Objectif énoncé 1: Relevez, dans le texte sur l'orthodoxie et les droits de l'homme, tout ce qu'il déclare interdit ou impossible à l'égard des droits de l'homme consacrés par Dieu.

━━ Texte fourni ━━

C'est cette orthodoxie qu'aujourd'hui on identifie à l'islam, alors qu'elle n'en a été en réalité qu'une lecture. Elle est antinomique à la théorie des droits de l'homme, donc, des droits naturels. L'homme n'a pas de droits, de sa nature on ne peut inférer aucune norme, une théorie des droits de l'homme est impossible. Dans cette perspective, il n'est possible de concevoir des droits de l'homme que, comme des droits attribués par la bonté d'un Etre Suprême, mais non en raison de la nature humaine.

L'homme au sens stricte, n'est pas sujet de droit. La seule science en l'honneur désormais c'est le Fiqh : connaissance des jugements divins concernant les actions des humains. Le Fiqh est connaissance de la Shari'a, c'est-à-dire, la voie du salut que Dieu a révélée aux hommes, elle comprend et dépasse le droit dans son sens moderne, c'est une sorte de théologie pratique. Il est donc impérativement interdit de se donner des libertés vis-à-vis des droits de l'homme consacrés par Dieu ; on ne peut ni ajouter, ni adapter. On s'interdit également de les historiciser. Les règles et mécanismes de leur protection ne peuvent pas être soumises à la loi de l'évolution.

━━━

Objectif énoncé 2: Comptez les lignes ci-dessous qui contiennent la chaîne "post". Indiquez seulement le nombre.

━━ Données présentées ━━

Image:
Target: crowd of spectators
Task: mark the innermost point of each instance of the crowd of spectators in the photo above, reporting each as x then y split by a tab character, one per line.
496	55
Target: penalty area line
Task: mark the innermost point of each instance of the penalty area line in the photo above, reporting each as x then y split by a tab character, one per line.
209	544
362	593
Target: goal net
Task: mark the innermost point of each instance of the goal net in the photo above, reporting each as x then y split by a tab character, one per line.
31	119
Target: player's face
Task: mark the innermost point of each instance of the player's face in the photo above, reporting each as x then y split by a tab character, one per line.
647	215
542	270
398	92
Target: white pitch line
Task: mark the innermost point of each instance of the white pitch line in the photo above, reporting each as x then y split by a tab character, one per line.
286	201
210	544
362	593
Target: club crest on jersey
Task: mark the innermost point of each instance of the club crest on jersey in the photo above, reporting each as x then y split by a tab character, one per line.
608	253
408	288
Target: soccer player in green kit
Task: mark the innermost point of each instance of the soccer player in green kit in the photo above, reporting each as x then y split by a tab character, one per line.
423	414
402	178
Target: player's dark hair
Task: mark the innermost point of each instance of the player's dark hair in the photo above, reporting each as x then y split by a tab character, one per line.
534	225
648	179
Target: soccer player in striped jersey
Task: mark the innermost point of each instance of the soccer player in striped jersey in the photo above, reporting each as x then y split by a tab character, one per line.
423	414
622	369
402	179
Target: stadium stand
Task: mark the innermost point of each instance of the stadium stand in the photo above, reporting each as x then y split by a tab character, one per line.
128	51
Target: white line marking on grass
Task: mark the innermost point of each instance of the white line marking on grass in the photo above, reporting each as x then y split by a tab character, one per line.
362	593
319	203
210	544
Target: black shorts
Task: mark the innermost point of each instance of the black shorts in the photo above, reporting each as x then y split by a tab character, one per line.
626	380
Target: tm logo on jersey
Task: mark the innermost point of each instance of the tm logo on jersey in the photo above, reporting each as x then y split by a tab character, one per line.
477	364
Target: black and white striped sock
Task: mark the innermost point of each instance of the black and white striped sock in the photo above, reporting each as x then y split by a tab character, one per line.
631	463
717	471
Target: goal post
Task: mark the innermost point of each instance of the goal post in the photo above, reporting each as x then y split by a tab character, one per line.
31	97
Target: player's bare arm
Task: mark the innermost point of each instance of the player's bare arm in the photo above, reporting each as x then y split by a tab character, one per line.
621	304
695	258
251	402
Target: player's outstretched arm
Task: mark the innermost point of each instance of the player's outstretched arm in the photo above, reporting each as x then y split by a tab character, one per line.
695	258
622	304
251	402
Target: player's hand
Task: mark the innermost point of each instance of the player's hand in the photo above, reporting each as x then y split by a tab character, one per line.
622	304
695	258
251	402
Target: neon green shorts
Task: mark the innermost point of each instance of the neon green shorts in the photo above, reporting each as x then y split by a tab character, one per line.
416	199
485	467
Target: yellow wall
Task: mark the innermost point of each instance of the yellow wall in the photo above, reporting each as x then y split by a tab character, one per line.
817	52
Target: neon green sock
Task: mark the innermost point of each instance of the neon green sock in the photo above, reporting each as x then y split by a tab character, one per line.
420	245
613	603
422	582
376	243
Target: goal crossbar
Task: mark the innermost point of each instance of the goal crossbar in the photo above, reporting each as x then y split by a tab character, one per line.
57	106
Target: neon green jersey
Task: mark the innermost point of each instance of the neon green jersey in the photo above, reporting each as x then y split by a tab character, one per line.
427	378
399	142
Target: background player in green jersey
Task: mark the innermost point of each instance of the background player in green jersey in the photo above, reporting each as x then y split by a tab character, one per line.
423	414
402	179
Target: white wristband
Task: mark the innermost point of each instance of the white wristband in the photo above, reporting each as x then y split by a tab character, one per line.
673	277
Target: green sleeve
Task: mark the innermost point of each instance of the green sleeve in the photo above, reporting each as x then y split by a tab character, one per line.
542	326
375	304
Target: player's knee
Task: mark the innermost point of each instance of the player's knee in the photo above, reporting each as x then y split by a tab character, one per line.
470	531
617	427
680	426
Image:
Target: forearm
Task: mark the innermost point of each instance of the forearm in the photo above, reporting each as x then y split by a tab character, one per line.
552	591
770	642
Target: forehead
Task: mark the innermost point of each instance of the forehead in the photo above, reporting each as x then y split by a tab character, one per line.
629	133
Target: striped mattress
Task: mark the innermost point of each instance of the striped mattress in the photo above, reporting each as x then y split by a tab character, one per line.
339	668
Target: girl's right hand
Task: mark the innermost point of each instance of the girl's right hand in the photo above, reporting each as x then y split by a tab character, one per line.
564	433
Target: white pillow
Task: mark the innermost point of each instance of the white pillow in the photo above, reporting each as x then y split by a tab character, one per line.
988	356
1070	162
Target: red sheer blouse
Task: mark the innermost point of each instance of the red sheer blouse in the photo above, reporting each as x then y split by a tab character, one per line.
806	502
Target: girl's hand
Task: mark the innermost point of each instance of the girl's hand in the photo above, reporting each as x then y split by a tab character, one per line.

━━━

Résultat obtenu 1:
- se donner des libertés vis-à-vis de ces droits
- leur ajouter quoi que ce soit
- les adapter
- les historiciser
- soumettre les règles et mécanismes de leur protection à la loi de l'évolution

Résultat obtenu 2: 2